• **Aim of the exercise**: The response must contain every line of the records that follow, duplicated exactly.

• **Recorded data**:
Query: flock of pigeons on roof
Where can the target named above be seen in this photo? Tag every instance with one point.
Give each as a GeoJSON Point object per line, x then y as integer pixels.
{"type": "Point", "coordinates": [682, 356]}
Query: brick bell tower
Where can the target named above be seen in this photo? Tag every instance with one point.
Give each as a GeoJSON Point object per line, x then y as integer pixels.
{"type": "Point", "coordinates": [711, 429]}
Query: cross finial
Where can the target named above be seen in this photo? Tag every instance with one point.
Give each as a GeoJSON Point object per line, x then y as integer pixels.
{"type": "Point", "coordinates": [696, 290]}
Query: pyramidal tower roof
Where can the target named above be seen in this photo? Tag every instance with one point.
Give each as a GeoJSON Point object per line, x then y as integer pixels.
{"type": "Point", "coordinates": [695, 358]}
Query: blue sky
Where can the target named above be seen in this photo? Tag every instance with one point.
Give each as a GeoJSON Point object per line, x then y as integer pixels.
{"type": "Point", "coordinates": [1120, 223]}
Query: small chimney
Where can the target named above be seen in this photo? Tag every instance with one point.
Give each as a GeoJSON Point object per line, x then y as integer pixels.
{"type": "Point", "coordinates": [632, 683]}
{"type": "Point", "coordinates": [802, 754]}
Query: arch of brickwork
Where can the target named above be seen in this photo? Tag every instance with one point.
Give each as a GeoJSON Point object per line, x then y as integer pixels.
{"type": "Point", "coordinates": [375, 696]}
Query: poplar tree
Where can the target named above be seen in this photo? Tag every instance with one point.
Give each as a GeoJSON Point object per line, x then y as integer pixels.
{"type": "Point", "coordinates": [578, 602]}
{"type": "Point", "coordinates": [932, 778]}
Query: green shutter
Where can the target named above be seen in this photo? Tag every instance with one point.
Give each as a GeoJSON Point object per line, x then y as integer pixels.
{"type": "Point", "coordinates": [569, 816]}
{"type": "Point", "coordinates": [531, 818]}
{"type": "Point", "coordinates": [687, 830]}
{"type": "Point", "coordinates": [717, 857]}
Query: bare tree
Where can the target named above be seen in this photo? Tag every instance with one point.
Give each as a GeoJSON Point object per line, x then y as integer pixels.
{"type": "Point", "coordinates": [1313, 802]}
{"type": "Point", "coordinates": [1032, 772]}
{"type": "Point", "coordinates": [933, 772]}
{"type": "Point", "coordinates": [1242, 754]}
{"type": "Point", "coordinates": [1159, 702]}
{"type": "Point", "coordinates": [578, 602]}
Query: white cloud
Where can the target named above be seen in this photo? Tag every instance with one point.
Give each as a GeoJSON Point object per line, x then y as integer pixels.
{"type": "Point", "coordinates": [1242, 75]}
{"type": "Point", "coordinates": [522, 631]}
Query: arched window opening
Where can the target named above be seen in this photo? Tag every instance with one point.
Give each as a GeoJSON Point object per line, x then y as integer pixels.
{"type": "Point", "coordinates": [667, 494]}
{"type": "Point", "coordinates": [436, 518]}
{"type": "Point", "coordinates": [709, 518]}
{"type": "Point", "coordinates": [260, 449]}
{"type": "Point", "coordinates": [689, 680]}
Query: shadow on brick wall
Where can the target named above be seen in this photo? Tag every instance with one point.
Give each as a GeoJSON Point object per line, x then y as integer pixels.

• **Solution for this task**:
Query: flock of pigeons on roof
Where can the target named above be seen in this photo? Tag every instance with one point.
Give each as a GeoJSON Point object per line, x then y as integer pixels.
{"type": "Point", "coordinates": [682, 356]}
Query: brick bell tower
Where can the target named above be seen in this photo? Tag every instance with one point.
Give each as a GeoJSON Point object per line, x then y as integer pixels.
{"type": "Point", "coordinates": [711, 429]}
Query: cross finial
Where can the target named above be seen in this photo? Tag every instance with one point.
Give each as a GeoJSON Point object per line, x then y as integer pixels.
{"type": "Point", "coordinates": [696, 290]}
Query: pyramidal tower roof
Where can the target named above be seen in this photo? Tag every instance with one point.
Give each as a GeoJSON Point object per line, x then y as integer pixels.
{"type": "Point", "coordinates": [695, 358]}
Query: blue sky
Where can the target named above be seen in this photo? Tag every instance with one point.
Give each as a GeoJSON Point object per line, x then y as integer pixels.
{"type": "Point", "coordinates": [1120, 223]}
Query: small chimney
Where can the target named above be seen in this photo? Tag every instance with one point.
Give each as a GeoJSON Point object per line, x then y as integer pixels.
{"type": "Point", "coordinates": [632, 683]}
{"type": "Point", "coordinates": [802, 754]}
Query: arch of brickwork
Where can the target named above be seen in this photo? Tag every instance with one point.
Give each as a GeoJSON Point object per line, x then y as integer pixels.
{"type": "Point", "coordinates": [375, 696]}
Query: poplar tree
Where can the target named above be seen in this photo? Tag every instance with one point.
Give each as a GeoJSON Point object per line, x then y as integer pixels.
{"type": "Point", "coordinates": [578, 602]}
{"type": "Point", "coordinates": [932, 778]}
Query: green shutter
Where can the target named above be seen in this photo? Tag every instance with one point.
Give each as a GeoJSON Point object per line, x then y as integer pixels.
{"type": "Point", "coordinates": [569, 816]}
{"type": "Point", "coordinates": [531, 818]}
{"type": "Point", "coordinates": [687, 830]}
{"type": "Point", "coordinates": [717, 857]}
Query: bare tree
Where can the target named above be seen in this photo? Tag every instance with one point.
Give each as a GeoJSON Point object per line, x then y as integer pixels.
{"type": "Point", "coordinates": [1313, 802]}
{"type": "Point", "coordinates": [1032, 772]}
{"type": "Point", "coordinates": [933, 772]}
{"type": "Point", "coordinates": [1242, 754]}
{"type": "Point", "coordinates": [1159, 702]}
{"type": "Point", "coordinates": [578, 602]}
Query: white cloud
Where can the target named above be seen in this photo? Tag every instance with one point.
Give each as a GeoJSON Point object per line, x then y as integer pixels.
{"type": "Point", "coordinates": [1242, 75]}
{"type": "Point", "coordinates": [522, 631]}
Query: arched window opening
Where can the target named above be seen in this photo? Tag every instance with one point.
Give each as a GeoJSON Point object per line, x then y as integer pixels.
{"type": "Point", "coordinates": [667, 494]}
{"type": "Point", "coordinates": [436, 518]}
{"type": "Point", "coordinates": [709, 518]}
{"type": "Point", "coordinates": [260, 449]}
{"type": "Point", "coordinates": [689, 680]}
Query: shadow on brick wall
Where can the target named above be seen in this photo? Tag every instance with one point.
Give each as a GeoJSON Point object per line, x then y as integer pixels.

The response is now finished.